Fransız düşünür Jacques Attali, imparatorlukların yükselişinin belirli belirleyicileri ve gereklilikleri olduğunu, bunların en önemlilerinin coğrafi büyüklük, nüfus, zenginlik ve büyük projeyi finanse etme yeteneği olduğunu söyler. Ancak bunlardan en önemlisi, imparatorluğun dayandığı ve diğer ulusları ona gönüllü olarak katılmaya ikna eden fikirdir (The Idea). Deniz imparatorlukları olduğu gibi kıta imparatorlukları da vardır. Hırsları başarıya ulaşmış ve başarısız olmuş imparatorluklar vardır.

Jeopolitik-askerî değişimlerin göstergeleri!

İkinci Dünya Savaşı öncesindeki İspanya İç Savaşı, Alman silahlarının yanı sıra taktiklerin, askeri eğitimin ve askeri uzmanlık birikiminin test edildiği bir sahaydı.

Rusya'nın Ukrayna'ya karşı yürüttüğü savaş ise 21. yüzyıl silahlarının test edildiği bir alan oldu. Bu savaş, her ne kadar Birinci ve İkinci Dünya Savaşlarının formlarına tanıklık etmiş olsa da, yapay zeka ve sanal dünyalar çağında gerçekleşiyor. Bu savaşta insansız hava araçları (İHA) daha önce hiç yaşanmamış bir şekilde savaşa girerek askeri liderleri şaşırttı, savaştaki koruma denklemlerini değiştirdi ve çoğu askeri stratejideki (Military Doctrine) büyük boşlukları ortaya çıkardı. İHA’ların etkisi kara savaşıyla sınırlı kalmadı; hava, deniz, kara ve hatta siber olmak üzere savaşın diğer boyutlarına da yayıldı.

### Alıştırma Seti
a) Metindeki "Jeopolitik-askerî değişimlerin göstergeleri!" ifadesinden "boyutlarına da yayıldı." ifadesine kadar olan kısmı aynen kopyalayın.
b) Listede "large" dizesini içeren satırları büyük/küçük harf ayrımına dikkat ederek sayın ve yalnızca bu sayıyı yazın.

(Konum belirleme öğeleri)
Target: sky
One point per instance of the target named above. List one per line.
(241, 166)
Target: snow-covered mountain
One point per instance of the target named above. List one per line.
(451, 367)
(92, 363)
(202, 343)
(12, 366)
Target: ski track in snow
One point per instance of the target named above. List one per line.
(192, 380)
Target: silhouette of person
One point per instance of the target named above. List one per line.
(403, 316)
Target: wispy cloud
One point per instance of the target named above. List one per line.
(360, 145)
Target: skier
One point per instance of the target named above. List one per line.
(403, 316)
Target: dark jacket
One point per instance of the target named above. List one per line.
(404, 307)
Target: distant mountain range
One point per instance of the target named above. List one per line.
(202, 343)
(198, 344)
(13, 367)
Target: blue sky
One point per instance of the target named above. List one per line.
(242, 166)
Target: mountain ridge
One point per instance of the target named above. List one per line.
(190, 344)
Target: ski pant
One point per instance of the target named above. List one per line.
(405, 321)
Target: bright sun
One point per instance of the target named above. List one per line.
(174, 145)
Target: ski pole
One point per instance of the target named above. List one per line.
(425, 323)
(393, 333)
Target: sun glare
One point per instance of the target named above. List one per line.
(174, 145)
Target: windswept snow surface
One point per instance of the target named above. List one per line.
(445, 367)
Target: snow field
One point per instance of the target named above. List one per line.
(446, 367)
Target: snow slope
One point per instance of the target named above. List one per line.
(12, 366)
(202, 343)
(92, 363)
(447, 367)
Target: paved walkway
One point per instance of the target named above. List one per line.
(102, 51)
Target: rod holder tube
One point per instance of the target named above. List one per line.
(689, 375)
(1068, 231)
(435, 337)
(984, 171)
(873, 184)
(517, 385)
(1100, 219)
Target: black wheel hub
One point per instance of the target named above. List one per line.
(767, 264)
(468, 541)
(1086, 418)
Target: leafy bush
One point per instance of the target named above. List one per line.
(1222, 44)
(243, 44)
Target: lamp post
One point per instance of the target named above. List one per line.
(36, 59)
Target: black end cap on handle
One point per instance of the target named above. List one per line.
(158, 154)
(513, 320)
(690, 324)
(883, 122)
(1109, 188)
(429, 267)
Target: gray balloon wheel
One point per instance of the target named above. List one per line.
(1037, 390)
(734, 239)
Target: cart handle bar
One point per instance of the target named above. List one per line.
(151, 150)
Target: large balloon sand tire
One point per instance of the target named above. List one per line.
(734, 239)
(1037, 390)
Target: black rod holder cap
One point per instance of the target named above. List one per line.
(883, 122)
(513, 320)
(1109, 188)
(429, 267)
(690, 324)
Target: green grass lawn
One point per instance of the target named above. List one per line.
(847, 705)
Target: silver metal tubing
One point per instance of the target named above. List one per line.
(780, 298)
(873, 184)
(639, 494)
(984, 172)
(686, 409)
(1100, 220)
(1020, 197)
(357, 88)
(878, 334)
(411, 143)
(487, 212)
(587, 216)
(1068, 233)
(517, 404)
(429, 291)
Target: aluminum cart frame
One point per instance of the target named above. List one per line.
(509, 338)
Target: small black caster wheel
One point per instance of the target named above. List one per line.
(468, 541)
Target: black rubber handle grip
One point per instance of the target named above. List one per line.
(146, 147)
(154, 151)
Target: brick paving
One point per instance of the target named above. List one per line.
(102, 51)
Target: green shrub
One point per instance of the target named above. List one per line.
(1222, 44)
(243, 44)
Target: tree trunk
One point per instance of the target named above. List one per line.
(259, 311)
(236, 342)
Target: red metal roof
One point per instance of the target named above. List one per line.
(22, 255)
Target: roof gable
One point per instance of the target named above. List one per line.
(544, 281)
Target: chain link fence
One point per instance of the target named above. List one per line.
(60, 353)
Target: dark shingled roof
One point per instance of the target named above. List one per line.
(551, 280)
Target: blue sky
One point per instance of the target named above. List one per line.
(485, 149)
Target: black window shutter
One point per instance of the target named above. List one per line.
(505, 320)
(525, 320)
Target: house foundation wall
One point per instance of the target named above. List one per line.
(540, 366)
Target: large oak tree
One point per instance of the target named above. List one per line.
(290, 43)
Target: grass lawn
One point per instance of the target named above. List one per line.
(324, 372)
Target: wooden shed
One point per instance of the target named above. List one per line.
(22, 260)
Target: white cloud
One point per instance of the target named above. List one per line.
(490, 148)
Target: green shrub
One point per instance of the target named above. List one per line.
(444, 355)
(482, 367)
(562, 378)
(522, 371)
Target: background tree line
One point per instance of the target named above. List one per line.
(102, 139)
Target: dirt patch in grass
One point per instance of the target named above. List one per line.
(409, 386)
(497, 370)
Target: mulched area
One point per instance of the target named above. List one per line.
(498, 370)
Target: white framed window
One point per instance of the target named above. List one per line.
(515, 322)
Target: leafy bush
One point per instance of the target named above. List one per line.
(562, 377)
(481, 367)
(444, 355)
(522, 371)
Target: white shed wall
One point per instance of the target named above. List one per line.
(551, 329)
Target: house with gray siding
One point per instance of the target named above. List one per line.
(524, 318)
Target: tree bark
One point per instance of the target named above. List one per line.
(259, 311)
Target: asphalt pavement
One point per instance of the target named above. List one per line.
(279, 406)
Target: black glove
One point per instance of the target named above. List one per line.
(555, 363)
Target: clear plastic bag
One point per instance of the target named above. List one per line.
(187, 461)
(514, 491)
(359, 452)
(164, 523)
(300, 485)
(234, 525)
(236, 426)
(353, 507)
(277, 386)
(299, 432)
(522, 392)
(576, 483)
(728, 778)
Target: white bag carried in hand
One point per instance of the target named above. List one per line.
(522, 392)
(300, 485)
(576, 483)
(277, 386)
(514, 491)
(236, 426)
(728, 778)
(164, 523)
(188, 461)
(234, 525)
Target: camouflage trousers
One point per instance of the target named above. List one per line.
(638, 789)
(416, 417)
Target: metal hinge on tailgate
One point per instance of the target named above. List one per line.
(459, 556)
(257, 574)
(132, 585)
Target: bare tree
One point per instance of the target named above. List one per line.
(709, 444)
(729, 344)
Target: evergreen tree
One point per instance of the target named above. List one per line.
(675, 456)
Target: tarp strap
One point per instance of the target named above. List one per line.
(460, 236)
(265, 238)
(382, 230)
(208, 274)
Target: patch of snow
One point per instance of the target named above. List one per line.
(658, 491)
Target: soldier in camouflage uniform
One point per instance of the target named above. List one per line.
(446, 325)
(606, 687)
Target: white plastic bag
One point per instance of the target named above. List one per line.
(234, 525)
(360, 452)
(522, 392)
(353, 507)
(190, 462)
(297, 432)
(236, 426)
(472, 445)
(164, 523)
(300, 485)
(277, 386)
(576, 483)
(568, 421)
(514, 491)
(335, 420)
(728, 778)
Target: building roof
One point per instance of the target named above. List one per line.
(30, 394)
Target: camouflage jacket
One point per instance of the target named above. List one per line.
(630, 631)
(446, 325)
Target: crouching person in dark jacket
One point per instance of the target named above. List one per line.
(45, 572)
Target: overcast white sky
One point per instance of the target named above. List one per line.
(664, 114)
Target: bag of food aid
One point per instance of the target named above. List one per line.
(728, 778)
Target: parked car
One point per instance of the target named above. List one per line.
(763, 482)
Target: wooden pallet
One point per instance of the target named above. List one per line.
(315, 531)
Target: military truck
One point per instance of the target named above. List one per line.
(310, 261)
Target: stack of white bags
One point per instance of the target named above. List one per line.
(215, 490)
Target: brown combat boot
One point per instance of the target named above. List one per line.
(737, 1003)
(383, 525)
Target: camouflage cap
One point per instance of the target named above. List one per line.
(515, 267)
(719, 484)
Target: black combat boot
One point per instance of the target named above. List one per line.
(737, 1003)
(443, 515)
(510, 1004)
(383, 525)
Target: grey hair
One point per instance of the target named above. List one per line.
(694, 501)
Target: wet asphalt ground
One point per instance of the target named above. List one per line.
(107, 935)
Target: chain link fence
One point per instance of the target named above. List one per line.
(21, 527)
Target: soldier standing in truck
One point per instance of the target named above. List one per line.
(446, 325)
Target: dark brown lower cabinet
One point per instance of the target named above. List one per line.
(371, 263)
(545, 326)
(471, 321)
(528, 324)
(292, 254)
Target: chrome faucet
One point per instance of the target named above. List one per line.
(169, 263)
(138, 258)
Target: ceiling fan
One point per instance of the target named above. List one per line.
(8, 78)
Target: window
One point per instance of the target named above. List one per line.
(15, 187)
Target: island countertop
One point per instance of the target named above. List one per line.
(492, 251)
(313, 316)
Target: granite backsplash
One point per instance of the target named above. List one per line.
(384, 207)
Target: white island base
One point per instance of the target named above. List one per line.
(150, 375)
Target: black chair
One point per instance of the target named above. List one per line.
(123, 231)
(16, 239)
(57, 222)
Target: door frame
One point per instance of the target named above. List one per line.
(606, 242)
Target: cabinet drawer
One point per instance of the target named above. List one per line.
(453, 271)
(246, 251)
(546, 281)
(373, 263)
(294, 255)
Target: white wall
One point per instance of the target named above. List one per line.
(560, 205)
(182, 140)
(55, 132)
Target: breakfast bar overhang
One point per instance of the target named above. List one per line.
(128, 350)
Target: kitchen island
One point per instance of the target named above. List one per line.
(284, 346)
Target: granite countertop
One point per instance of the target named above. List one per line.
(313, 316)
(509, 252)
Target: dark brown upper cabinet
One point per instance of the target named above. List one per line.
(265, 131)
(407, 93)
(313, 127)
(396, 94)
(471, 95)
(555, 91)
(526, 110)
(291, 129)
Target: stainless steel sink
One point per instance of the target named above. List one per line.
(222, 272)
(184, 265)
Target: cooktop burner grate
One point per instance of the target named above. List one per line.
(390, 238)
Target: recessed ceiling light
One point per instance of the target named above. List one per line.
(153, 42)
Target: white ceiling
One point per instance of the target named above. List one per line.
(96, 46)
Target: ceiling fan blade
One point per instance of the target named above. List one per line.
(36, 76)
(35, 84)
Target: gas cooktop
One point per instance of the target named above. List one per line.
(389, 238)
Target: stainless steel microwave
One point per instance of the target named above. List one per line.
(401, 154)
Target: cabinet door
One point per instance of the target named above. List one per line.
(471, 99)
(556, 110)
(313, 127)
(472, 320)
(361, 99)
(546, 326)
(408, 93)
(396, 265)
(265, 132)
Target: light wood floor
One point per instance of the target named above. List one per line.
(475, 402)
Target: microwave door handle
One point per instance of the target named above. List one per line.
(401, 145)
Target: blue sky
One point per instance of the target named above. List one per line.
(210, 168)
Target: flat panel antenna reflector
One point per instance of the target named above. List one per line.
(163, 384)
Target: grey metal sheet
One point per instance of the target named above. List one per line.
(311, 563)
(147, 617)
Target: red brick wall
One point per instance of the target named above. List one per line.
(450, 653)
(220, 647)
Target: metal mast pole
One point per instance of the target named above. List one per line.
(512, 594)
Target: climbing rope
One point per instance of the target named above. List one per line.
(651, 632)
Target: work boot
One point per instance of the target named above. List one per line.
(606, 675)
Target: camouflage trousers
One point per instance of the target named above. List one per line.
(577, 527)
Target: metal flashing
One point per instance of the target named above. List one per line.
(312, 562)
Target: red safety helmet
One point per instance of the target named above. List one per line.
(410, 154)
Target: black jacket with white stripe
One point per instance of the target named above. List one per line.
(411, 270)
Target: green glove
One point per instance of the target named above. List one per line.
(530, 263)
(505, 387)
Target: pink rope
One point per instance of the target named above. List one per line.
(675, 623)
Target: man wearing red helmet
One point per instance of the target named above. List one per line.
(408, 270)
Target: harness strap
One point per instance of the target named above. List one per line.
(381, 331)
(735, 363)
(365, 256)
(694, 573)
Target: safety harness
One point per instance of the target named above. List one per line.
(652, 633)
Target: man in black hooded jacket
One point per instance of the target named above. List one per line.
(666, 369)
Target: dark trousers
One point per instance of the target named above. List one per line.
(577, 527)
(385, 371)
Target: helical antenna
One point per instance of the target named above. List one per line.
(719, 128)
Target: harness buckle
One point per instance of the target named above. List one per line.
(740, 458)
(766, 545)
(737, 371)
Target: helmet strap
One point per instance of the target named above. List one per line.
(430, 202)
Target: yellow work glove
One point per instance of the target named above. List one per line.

### Verilen Yanıtlar
a)
Jeopolitik-askerî değişimlerin göstergeleri!

İkinci Dünya Savaşı öncesindeki İspanya İç Savaşı, Alman silahlarının yanı sıra taktiklerin, askeri eğitimin ve askeri uzmanlık birikiminin test edildiği bir sahaydı.

Rusya'nın Ukrayna'ya karşı yürüttüğü savaş ise 21. yüzyıl silahlarının test edildiği bir alan oldu. Bu savaş, her ne kadar Birinci ve İkinci Dünya Savaşlarının formlarına tanıklık etmiş olsa da, yapay zeka ve sanal dünyalar çağında gerçekleşiyor. Bu savaşta insansız hava araçları (İHA) daha önce hiç yaşanmamış bir şekilde savaşa girerek askeri liderleri şaşırttı, savaştaki koruma denklemlerini değiştirdi ve çoğu askeri stratejideki (Military Doctrine) büyük boşlukları ortaya çıkardı. İHA’ların etkisi kara savaşıyla sınırlı kalmadı; hava, deniz, kara ve hatta siber olmak üzere savaşın diğer boyutlarına da yayıldı.

b) 2